This Electronic Skin Lets You Move Objects Without Touching Them

Posted: Jan 21 2018, 2:22pm CST | by , Updated: Jan 21 2018, 2:25pm CST, in News | Latest Science News

 
This Electronic Skin Lets You Move Objects Without Touching Them
Credit: D. Makarov

The extremely thin, almost invisible e-skin looks like a simple tattoo

Scientists have developed an electronic skin that allows users to control virtual objects with just hand gestures.

The extremely thin, almost invisible e-skin looks like a tattoo and can be easily placed on the palm of the hand. Once attached, the sensors on the device start to track subtle motions of the hand and enable people to manipulate objects in virtual world in a touchless way.

**DATA SHOWN**

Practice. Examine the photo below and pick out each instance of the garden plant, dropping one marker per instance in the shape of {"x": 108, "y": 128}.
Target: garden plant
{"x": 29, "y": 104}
---
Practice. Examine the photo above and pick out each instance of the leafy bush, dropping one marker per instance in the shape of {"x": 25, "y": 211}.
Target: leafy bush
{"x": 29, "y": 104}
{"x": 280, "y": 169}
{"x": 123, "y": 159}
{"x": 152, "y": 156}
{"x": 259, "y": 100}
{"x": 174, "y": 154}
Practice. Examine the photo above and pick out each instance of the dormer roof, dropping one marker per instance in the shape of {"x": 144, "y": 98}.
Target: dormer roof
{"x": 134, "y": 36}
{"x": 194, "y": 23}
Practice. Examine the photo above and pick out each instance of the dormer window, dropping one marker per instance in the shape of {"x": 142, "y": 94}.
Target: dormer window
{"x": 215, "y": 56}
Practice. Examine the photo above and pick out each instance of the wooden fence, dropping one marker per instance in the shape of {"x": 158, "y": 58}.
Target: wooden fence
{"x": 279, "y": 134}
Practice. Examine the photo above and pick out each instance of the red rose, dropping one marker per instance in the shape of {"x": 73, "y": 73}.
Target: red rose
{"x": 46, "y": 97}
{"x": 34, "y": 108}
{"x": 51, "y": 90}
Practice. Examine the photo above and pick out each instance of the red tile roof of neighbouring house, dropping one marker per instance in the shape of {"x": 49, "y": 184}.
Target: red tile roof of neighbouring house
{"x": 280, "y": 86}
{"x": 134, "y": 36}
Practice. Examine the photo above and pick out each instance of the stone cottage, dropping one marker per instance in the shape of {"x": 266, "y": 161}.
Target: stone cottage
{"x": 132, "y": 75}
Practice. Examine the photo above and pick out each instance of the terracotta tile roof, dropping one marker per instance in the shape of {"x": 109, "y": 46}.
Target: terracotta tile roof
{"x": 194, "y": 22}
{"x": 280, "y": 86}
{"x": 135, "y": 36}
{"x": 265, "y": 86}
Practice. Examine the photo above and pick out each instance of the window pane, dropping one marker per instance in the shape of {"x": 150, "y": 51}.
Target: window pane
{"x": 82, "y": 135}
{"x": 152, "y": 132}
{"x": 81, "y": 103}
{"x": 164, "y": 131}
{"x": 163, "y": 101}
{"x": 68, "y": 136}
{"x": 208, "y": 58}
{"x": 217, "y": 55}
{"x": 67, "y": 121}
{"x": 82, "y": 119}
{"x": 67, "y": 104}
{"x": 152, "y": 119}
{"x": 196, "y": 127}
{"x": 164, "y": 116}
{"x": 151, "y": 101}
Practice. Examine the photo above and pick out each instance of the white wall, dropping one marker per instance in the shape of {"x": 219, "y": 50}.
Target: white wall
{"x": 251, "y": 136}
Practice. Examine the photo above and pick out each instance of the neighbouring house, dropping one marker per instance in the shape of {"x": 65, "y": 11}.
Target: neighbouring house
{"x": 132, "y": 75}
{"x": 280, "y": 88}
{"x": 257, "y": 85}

**PROMPT 1**
In the article on electronic skin, substitute "sensor film" for "e-skin" throughout the stretch from "Posted: Jan 21" through "a touchless way.".
**PROMPT 2**
According to the article on electronic skin, where on the body can the e-skin be placed?
**PROMPT 3**
Carry the article on electronic skin forward from the point where it stops.
The records have no connection to the article on electronic skin.

**ANSWER 1**
Posted: Jan 21 2018, 2:22pm CST | by , Updated: Jan 21 2018, 2:25pm CST, in News | Latest Science News

 
This Electronic Skin Lets You Move Objects Without Touching Them
Credit: D. Makarov

The extremely thin, almost invisible sensor film looks like a simple tattoo

Scientists have developed an electronic skin that allows users to control virtual objects with just hand gestures.

The extremely thin, almost invisible sensor film looks like a tattoo and can be easily placed on the palm of the hand. Once attached, the sensors on the device start to track subtle motions of the hand and enable people to manipulate objects in virtual world in a touchless way.

**ANSWER 2**
On the palm of the hand.

**ANSWER 3**
“Our electronic skin traces the movement of a hand, for example, by changing its position with respect to the external magnetic field of a permanent magnet. This not only means that we can digitize its rotations and translate them to the virtual world but also even influence objects there.” Lead researcher Canon Bermudez of Helmholtz-Zentrum Dresden-Rossendorf (HZDR) in Germany said in a statement.

Researchers have demonstrated the e-skin’s capability by controlling a virtual light bulb on a computer screen without toching anything. In another demonstration, the device is placed on a wristband and let the user choose four characters by merely positioning above the sensors.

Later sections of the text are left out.